▶ **Text shown**
········

Polos are usually sold in individual packs of 23 mints, which measure about 10 cm tall. The tube of Polos is tightly wrapped with aluminium foil backed paper. A green and blue paper wrapper, with the word 'POLO', binds the foil wrapper, with the Os in 'Polo' represented by images of the sweet. For the spearmint flavour, the paper wrapper is turquoise in colour, and the Extra Strong flavour is in a black paper wrapper.

== Trademarks ==
When the Trade Marks Act 1994 was introduced in the United Kingdom, Nestlé applied to register the shape of the Polo mint. The application featured a white, annular mint without any lettering. This application was opposed by Kraft Foods, owner of Life Savers, and Mars UK, because of the lack of distinctive character of the mint.

Nestlé's application was allowed to proceed if it agreed to narrow the description of the mint i.e. the dimensions of the mint were limited to the standard dimensions of the Polo mint and that it was limited to "mint flavoured compressed confectionery".

Kraft Foods made a similar applications for annular sweets e.g. bearing the mark LIFESAVERS. Nestlé has tried to oppose this trademark application but failed as the court ruled that customers would be able to distinguish between a Polo and a Lifesaver as both have their marks boldly and prominently embossed on the mint.

== Advertising ==
During the 1980s, Peter Sallis provided the voiceover for television advertisements. With the launch of the spearmint variety, a new television campaign featured a voiceover by Danny John-Jules, using a voice similar to the one he employed as the Cat on Red Dwarf.

In 1995, the company launched an advertising campaign produced by Aardman Animations, which showed animated Polos on a factory production line. In one, a scared Polo without a hole attempts to escape, but is restrained by the hole punching machinery. Polo experimented with other forms of advertising in the end of the 1990s. In 1998, they collaborated with PolyGram for a compilation album, Cool Grooves, which reached No. 12 in the UK Compilation Chart on 5 September that year.

== Association with horses ==
Horses enjoy the taste of peppermint. As such peppermint sweets, including polo mints are given to horses as treats. At the launch event of author Jilly Cooper's 2016 novel Mount! guests were provided with polo mints to give to a white stallion who was present as treats.

········

▶ **Source data**
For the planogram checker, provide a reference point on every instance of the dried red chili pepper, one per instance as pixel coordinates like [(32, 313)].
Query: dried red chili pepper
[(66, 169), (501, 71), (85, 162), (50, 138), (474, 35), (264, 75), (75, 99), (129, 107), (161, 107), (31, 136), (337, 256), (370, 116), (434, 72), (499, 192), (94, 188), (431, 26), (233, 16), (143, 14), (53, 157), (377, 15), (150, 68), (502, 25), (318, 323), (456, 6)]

········

▶ **Exercise brief**
List every real person named in the Polo mints text. The lines have no connection to the text about Polo mints.

▶ **Result of this exercise**
Peter Sallis, Danny John-Jules, Jilly Cooper